— Work request —
Collect all lines from the records below that include the word "with".

— Raw data —
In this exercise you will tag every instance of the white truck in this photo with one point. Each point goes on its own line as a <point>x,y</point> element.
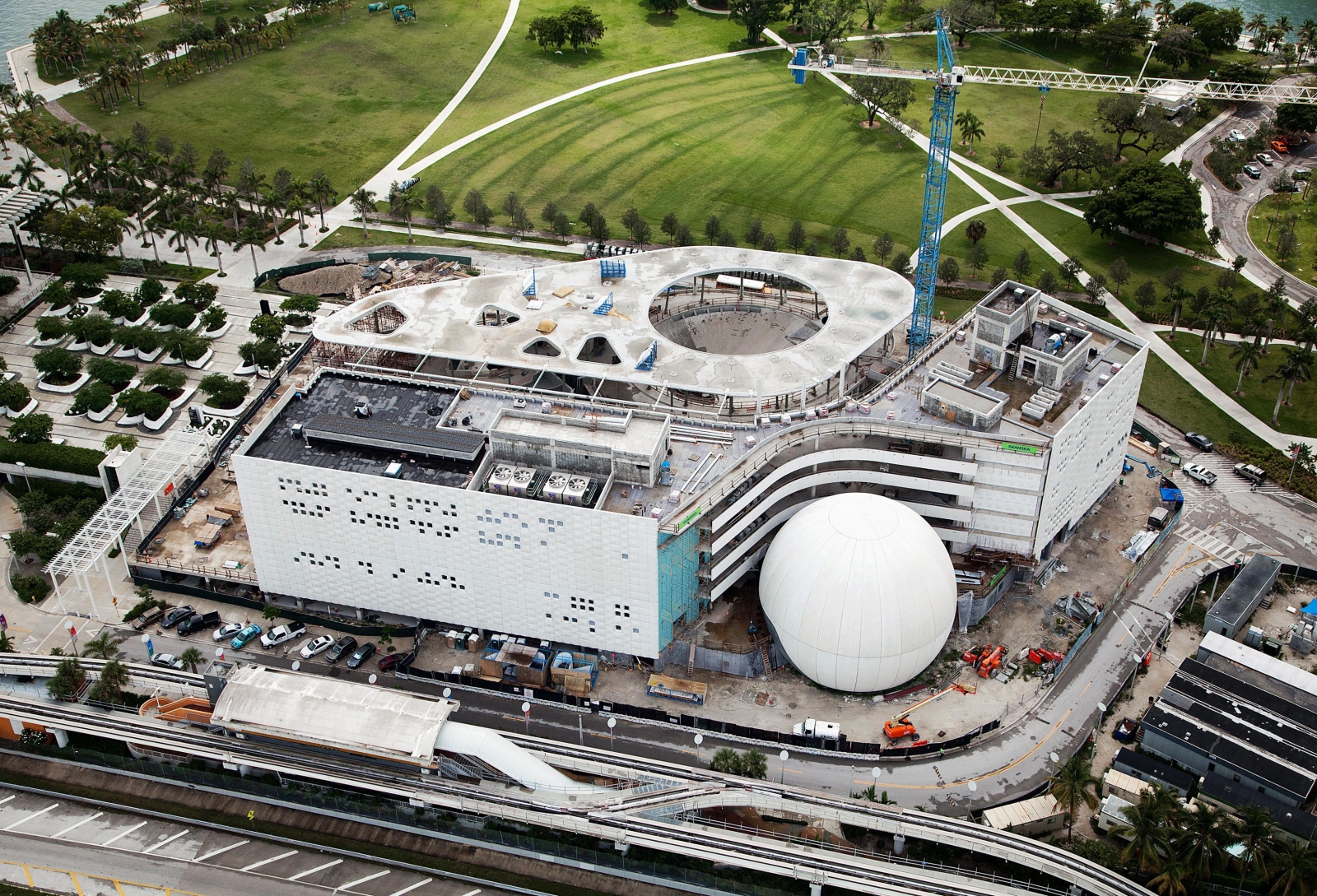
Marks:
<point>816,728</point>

--

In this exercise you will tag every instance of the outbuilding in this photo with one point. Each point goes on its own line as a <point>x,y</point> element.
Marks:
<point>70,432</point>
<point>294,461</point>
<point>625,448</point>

...

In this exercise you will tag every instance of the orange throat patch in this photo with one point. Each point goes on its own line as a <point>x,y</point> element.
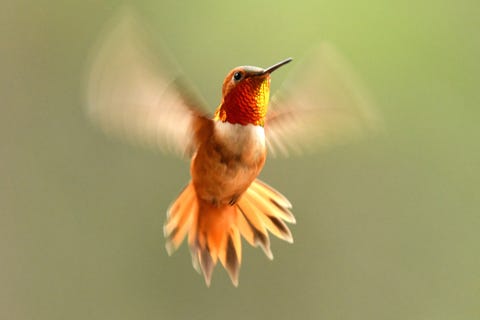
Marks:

— Reply —
In this exercise you will tag every instance of the white truck in this photo with one point. Each point goes on its own line as a <point>x,y</point> element.
In this exercise you will tag every instance of the outbuilding in this photo with one point. Each point goes on its own line as a <point>x,y</point> element.
In this exercise you will tag every instance of the orange throat patch in this photo with one point. Each point goes on its own line as a <point>x,y</point> element.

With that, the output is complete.